■ WHAT IS NEEDED ■
Please convert the part of the listing below that starts at the line containing "88L150 85L143 75L138" and ends at the line containing "positive clicks: (138, 80)", both lines included, into a Markdown table with the columns Row and Line. Number each line and leave out any blank lines.

■ INPUT FOR THIS TASK ■
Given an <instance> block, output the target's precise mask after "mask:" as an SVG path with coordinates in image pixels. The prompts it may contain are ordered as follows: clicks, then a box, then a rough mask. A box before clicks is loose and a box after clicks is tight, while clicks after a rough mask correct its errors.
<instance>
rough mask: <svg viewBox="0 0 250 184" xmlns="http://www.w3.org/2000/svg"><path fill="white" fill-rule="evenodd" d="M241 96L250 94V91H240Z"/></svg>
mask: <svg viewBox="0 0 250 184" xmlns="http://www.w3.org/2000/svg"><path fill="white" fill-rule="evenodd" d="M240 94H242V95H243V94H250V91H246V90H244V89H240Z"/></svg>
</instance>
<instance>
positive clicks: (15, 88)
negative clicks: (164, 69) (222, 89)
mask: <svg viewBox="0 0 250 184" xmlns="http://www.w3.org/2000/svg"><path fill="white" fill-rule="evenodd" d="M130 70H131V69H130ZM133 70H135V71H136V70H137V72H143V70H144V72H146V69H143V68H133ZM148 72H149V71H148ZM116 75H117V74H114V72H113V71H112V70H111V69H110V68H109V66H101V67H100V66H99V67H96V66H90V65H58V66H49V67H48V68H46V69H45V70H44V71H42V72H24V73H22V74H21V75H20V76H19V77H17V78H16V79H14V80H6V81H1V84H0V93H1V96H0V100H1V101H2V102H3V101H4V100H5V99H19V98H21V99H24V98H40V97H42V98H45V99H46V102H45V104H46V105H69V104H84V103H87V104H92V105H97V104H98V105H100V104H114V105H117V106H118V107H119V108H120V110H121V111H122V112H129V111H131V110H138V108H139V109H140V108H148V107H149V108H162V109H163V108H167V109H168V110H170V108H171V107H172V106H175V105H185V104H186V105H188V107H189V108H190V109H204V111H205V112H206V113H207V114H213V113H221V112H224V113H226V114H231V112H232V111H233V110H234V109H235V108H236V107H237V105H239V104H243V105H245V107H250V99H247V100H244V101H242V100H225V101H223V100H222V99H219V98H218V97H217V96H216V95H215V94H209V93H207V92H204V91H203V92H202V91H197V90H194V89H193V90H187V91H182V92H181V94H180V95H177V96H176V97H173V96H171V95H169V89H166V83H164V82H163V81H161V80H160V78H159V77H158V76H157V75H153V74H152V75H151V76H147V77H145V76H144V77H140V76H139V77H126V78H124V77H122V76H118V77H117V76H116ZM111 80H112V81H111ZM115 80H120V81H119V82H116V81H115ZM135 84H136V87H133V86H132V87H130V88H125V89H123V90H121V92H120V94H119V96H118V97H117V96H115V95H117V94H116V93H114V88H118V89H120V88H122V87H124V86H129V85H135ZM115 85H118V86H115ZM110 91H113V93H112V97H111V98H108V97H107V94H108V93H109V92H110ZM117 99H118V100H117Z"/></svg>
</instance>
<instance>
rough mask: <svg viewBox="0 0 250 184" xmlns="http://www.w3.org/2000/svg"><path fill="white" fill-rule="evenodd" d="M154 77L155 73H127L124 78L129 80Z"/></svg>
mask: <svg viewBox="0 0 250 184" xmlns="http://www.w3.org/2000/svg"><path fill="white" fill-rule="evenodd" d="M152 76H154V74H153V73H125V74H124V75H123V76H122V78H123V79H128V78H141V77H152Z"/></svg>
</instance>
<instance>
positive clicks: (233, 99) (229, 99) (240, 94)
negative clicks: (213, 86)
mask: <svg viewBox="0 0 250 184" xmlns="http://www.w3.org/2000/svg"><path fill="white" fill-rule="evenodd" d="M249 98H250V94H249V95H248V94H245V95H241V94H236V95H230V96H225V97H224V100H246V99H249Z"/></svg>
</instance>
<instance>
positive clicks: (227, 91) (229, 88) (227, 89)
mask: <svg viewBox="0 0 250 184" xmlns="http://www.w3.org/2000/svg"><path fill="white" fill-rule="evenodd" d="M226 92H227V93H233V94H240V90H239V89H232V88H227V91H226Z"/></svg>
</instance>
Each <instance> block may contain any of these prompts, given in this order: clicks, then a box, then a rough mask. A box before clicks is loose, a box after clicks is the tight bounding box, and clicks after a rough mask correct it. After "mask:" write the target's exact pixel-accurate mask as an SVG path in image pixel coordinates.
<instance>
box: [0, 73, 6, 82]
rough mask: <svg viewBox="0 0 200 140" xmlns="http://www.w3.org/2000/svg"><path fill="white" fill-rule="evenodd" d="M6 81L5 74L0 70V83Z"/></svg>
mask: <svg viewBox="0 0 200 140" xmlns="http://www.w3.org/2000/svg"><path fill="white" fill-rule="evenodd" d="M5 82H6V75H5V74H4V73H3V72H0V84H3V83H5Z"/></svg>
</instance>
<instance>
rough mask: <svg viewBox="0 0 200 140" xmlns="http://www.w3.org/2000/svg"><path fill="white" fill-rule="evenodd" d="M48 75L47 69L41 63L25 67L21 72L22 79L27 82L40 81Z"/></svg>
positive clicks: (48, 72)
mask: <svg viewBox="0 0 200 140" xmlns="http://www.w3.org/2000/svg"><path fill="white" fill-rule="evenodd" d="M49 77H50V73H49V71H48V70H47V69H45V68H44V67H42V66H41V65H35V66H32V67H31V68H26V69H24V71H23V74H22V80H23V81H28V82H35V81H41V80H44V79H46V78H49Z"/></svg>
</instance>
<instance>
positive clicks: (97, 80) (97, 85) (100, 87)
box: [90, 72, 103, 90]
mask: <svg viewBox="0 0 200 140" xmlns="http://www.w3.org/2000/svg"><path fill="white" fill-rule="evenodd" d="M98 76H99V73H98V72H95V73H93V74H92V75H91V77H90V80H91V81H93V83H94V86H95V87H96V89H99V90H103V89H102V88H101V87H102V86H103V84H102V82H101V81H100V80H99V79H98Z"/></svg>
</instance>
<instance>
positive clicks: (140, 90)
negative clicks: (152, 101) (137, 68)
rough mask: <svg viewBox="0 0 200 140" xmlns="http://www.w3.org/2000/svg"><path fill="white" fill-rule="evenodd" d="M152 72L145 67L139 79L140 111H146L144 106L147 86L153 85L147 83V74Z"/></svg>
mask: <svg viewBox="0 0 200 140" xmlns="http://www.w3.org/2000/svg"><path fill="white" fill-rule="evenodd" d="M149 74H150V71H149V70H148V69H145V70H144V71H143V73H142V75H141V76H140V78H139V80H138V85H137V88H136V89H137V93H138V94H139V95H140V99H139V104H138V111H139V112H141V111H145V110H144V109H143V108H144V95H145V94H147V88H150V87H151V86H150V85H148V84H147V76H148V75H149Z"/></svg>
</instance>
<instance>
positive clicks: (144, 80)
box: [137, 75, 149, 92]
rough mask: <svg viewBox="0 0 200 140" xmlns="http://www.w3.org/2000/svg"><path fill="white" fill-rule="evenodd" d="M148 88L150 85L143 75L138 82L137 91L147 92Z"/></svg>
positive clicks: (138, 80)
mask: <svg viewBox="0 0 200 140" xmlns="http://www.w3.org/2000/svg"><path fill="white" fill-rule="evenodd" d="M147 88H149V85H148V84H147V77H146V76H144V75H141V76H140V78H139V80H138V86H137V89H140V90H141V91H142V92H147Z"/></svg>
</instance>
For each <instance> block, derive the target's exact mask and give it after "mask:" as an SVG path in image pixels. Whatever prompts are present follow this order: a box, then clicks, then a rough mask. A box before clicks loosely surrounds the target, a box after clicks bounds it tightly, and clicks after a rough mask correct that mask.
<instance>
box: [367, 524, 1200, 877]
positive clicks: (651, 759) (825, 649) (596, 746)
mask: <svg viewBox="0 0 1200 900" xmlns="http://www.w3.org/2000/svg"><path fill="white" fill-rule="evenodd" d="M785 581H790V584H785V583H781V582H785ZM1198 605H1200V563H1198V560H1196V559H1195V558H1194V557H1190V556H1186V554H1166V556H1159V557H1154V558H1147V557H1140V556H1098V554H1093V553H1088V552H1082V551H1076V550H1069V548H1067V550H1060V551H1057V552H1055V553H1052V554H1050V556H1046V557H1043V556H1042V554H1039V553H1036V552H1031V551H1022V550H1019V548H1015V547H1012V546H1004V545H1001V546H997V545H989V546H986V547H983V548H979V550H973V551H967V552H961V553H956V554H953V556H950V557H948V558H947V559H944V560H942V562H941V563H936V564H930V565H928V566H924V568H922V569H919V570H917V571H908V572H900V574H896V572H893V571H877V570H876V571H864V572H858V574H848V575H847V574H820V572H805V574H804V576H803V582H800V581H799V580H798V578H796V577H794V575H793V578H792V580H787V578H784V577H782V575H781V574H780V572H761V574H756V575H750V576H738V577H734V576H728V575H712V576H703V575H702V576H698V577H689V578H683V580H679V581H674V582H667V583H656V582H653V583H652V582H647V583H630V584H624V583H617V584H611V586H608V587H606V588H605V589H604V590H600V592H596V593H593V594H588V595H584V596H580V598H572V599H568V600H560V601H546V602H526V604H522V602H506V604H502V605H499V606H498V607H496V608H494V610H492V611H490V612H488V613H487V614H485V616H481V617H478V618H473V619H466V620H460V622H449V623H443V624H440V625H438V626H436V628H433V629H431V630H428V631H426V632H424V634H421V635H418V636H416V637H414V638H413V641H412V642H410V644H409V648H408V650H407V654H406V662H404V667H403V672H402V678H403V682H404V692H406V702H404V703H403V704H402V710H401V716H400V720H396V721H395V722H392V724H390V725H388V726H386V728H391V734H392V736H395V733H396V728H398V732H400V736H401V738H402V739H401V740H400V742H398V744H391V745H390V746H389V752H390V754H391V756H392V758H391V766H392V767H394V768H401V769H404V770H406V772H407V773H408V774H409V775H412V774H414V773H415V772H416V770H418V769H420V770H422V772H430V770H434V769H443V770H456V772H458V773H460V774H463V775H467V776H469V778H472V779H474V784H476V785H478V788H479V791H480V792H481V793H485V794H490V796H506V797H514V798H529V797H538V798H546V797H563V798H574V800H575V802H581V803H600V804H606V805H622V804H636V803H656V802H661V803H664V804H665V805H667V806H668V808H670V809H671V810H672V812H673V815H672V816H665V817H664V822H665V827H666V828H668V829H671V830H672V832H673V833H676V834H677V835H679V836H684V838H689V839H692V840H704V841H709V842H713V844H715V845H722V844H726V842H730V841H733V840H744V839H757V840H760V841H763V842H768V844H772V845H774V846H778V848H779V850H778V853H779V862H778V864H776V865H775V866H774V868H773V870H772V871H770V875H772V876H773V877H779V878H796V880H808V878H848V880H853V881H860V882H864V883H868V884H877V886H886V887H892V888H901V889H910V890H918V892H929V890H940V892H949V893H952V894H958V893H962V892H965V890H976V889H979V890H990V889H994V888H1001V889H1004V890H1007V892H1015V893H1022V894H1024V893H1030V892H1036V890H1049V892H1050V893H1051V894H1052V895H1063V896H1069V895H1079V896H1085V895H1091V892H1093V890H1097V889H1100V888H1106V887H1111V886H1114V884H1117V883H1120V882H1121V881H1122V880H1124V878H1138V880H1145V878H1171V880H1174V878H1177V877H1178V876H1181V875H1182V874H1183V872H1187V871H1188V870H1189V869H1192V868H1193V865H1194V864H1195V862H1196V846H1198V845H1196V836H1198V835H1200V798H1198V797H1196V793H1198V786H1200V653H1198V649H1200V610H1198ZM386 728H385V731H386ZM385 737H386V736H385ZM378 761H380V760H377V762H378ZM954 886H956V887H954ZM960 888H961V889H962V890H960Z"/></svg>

■ YOUR SOLUTION ■
| Row | Line |
|---|---|
| 1 | rough mask: <svg viewBox="0 0 200 140" xmlns="http://www.w3.org/2000/svg"><path fill="white" fill-rule="evenodd" d="M148 88L150 85L143 75L138 82L137 91L147 92Z"/></svg> |
| 2 | positive clicks: (138, 80) |